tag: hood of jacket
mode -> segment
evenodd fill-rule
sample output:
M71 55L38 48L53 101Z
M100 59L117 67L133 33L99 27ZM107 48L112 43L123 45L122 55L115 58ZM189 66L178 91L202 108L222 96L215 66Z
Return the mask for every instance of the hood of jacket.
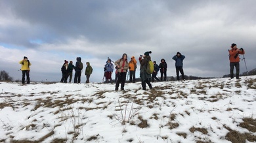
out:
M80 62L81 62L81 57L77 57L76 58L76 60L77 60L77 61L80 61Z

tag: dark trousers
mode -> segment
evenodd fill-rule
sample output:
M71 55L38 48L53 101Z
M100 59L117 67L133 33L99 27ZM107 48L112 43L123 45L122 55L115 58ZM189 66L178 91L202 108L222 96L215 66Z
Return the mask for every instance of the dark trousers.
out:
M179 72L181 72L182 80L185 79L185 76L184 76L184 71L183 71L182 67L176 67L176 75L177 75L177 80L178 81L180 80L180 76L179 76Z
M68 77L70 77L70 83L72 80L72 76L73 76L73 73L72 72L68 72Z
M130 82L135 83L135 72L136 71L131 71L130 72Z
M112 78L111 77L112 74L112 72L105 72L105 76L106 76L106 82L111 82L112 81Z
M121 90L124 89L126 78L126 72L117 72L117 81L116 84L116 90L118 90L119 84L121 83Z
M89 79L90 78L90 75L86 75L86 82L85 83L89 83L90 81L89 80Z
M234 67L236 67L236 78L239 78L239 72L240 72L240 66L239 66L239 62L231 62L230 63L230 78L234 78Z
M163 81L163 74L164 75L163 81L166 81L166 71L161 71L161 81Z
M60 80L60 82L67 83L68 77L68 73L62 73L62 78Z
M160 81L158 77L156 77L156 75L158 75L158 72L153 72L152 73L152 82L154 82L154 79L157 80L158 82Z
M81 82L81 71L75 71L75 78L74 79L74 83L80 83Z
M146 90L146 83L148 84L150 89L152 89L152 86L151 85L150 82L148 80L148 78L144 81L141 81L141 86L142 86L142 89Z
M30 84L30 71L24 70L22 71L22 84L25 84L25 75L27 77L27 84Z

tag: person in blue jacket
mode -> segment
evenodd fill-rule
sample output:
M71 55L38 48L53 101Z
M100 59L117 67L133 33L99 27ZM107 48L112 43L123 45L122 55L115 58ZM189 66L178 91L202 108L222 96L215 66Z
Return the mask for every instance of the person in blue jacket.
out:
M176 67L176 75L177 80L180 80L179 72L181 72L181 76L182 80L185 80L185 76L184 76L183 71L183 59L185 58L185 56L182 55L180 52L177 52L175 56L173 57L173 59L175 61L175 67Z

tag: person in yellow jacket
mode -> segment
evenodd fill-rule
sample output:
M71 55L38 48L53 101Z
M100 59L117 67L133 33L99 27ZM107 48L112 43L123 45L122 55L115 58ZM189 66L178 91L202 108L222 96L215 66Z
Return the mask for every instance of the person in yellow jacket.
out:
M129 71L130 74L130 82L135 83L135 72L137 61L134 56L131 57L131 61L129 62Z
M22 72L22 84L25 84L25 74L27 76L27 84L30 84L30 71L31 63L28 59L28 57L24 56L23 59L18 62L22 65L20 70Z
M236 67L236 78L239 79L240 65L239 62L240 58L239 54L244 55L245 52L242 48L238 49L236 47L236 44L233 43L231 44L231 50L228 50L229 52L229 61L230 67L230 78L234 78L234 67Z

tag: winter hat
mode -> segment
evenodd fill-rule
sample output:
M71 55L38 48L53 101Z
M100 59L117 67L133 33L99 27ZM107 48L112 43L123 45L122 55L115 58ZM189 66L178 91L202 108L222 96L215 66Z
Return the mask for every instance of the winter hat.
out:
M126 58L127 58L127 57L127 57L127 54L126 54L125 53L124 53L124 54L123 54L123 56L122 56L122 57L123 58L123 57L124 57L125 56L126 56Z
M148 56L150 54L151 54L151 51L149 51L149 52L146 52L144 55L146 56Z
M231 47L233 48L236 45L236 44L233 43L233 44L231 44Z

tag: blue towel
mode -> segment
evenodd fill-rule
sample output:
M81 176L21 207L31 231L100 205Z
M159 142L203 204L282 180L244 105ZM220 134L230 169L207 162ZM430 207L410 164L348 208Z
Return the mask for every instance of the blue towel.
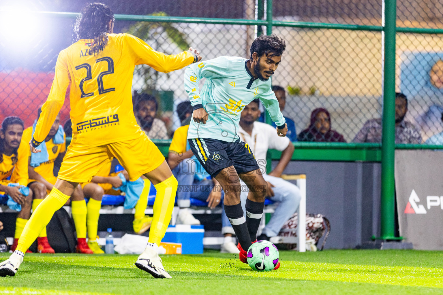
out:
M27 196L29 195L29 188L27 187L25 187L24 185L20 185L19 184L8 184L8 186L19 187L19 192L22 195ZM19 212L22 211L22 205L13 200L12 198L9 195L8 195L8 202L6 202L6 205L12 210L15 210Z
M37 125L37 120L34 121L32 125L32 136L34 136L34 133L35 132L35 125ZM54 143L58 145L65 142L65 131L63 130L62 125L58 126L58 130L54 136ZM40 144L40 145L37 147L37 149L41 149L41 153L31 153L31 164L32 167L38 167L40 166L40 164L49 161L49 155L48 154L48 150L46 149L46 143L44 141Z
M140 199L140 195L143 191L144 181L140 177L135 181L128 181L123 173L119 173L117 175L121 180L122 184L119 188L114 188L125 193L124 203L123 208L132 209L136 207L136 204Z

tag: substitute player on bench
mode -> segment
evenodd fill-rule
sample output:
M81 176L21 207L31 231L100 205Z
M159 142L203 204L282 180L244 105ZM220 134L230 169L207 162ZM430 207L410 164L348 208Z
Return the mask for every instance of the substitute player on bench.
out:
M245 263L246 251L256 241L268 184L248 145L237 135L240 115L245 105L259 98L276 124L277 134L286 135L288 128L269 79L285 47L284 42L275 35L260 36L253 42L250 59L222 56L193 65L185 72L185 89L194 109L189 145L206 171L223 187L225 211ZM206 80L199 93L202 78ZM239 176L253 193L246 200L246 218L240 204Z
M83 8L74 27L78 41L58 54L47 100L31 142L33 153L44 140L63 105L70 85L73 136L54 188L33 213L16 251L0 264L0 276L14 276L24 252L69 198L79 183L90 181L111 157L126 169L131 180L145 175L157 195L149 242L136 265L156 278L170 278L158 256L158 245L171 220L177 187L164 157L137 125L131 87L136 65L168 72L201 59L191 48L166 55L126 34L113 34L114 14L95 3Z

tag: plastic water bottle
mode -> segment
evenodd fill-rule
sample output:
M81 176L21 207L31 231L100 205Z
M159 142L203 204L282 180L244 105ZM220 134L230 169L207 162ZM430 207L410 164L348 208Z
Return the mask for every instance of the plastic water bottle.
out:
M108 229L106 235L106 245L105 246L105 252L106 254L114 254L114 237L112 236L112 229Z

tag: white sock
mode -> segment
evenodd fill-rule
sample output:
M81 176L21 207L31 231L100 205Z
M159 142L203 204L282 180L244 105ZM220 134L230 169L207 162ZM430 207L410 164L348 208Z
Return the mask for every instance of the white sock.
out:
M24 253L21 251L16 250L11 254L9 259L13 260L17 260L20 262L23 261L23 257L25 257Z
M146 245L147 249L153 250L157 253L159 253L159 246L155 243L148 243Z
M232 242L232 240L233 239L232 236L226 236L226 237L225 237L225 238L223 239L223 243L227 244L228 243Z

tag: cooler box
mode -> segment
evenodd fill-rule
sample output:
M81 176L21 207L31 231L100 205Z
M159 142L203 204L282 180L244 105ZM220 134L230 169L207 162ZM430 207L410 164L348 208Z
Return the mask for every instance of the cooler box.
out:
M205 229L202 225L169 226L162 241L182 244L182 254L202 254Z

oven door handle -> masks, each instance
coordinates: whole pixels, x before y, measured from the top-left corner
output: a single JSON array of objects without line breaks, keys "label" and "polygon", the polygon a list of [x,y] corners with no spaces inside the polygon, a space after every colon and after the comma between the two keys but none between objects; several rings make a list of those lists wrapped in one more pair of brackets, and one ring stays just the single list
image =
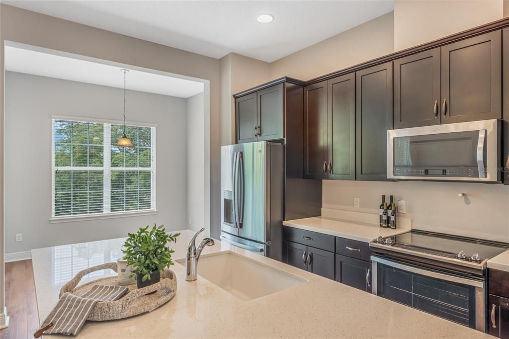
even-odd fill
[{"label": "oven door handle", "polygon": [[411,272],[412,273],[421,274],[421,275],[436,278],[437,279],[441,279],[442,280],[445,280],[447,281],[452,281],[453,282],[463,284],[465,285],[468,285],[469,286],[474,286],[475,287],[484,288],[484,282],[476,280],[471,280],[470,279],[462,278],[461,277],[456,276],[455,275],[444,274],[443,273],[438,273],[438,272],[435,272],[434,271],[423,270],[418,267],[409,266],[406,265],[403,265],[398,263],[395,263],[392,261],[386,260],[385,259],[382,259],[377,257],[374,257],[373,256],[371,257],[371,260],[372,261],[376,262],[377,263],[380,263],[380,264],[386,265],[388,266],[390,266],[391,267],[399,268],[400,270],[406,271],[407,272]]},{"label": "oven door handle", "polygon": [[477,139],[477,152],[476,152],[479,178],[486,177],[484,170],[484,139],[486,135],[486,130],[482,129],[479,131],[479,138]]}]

__What to produce__: Copy the lines from the first one through the line holding "M80 62L81 62L81", both ends included, without the pictures.

__Answer to the problem__:
tag: hood of jacket
mode -> segment
evenodd fill-rule
sample output:
M71 55L38 48L53 101Z
M100 59L117 67L133 33L99 27ZM107 48L112 43L123 45L122 55L115 58ZM189 66L178 91L202 108L222 96L215 66Z
Return the mask for every instance of the hood of jacket.
out:
M80 62L81 62L81 57L77 57L76 58L76 60L77 60L77 61L80 61Z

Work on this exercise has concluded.